- [To do]:
Select each line in the entries below that contains the word "corbelled", and copy those lines.

Extracted data entries:
# # # #
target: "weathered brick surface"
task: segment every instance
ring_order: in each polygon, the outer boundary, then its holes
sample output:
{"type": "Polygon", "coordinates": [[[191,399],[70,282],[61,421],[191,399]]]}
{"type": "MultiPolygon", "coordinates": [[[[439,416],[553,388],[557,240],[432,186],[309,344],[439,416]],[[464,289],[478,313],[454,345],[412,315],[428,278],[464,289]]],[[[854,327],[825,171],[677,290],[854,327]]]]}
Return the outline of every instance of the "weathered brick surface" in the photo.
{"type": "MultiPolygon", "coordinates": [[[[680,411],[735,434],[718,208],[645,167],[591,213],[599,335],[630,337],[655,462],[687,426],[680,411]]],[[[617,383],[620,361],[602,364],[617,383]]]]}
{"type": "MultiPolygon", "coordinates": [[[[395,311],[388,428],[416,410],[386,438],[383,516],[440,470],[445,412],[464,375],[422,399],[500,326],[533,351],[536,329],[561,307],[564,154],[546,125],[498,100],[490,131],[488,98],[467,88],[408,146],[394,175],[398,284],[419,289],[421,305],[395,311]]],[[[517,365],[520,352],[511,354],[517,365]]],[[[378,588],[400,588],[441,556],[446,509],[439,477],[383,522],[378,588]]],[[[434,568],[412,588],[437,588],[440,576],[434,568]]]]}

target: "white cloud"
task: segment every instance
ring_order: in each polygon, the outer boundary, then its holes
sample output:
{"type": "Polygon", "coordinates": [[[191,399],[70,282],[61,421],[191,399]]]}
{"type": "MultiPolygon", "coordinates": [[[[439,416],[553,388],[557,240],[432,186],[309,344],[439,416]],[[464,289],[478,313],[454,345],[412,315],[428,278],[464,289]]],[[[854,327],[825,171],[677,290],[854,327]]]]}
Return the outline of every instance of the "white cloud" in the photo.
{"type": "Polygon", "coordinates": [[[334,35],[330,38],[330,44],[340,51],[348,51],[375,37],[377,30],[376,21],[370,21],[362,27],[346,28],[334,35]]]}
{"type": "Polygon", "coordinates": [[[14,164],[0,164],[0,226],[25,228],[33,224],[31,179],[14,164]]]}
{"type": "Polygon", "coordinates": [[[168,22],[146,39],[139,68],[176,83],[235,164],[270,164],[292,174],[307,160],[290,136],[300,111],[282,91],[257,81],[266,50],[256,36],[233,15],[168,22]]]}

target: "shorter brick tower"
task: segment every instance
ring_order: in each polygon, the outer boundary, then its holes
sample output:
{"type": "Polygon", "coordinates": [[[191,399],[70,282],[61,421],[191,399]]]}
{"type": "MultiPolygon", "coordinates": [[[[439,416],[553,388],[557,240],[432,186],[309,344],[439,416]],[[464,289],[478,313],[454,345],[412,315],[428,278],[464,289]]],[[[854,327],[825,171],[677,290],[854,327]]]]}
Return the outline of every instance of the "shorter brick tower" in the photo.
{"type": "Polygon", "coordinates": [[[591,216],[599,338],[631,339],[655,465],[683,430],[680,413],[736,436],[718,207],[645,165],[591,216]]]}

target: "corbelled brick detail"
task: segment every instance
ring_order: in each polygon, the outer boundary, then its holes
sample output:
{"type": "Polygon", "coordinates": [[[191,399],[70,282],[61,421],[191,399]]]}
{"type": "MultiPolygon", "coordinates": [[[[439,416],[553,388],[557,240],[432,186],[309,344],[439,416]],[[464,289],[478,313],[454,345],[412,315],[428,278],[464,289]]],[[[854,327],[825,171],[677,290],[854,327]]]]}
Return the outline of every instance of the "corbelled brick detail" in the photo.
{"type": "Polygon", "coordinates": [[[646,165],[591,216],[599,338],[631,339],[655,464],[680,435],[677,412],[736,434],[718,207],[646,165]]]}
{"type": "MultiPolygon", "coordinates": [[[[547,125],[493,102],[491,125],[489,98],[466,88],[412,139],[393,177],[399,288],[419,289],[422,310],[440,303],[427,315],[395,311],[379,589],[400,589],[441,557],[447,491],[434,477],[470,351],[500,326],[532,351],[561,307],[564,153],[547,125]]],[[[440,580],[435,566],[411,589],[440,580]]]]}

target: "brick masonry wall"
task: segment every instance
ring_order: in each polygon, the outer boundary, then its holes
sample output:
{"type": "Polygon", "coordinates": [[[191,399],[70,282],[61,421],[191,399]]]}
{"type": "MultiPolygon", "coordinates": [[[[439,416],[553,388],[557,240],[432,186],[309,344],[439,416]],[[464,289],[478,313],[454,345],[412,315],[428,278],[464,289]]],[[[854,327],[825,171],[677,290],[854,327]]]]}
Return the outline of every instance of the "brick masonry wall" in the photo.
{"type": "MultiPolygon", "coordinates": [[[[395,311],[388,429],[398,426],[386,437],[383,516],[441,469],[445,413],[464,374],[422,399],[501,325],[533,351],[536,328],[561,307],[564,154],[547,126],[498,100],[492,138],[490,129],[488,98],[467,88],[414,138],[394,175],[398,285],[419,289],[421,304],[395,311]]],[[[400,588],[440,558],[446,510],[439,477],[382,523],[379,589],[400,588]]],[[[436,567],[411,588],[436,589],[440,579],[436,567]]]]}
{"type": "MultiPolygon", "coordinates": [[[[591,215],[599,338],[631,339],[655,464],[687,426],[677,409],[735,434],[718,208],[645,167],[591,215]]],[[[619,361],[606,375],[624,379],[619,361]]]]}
# # # #
- [Output of the task]:
target: "corbelled brick detail"
Return the outline of every instance of the "corbelled brick detail" in the photo.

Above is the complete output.